● REQUEST:
Find every line in the entries below that contains the string "mouth", and copy each of those lines. The match is case-sensitive.

===== DATASET EXTRACT =====

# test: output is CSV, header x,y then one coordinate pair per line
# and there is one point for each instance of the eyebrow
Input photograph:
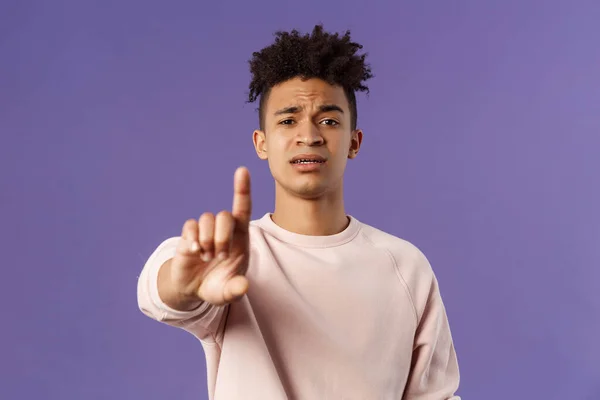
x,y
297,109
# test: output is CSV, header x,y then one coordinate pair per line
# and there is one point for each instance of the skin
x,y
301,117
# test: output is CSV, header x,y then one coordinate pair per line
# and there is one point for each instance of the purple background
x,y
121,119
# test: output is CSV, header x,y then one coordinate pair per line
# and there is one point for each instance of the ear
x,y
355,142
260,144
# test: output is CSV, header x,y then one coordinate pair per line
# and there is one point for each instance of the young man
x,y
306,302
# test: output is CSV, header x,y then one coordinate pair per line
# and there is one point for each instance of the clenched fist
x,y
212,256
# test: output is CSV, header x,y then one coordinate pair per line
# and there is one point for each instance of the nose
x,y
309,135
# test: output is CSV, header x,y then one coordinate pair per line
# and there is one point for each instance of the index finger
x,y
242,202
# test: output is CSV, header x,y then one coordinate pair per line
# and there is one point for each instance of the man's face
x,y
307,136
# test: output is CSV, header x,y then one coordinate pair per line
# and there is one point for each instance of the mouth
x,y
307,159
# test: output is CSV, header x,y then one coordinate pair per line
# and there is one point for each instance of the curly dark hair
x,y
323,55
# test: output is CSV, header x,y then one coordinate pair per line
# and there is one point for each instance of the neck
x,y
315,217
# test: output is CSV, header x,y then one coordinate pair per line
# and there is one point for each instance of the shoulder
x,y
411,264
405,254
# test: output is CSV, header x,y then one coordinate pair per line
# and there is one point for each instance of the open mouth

=====
===== DATASET EXTRACT =====

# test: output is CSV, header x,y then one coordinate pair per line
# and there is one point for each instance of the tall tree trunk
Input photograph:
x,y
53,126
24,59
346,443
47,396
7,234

=====

● FINISHED EXERCISE:
# and there is one point for each instance of the mouth
# and there is one point for each instance of the open mouth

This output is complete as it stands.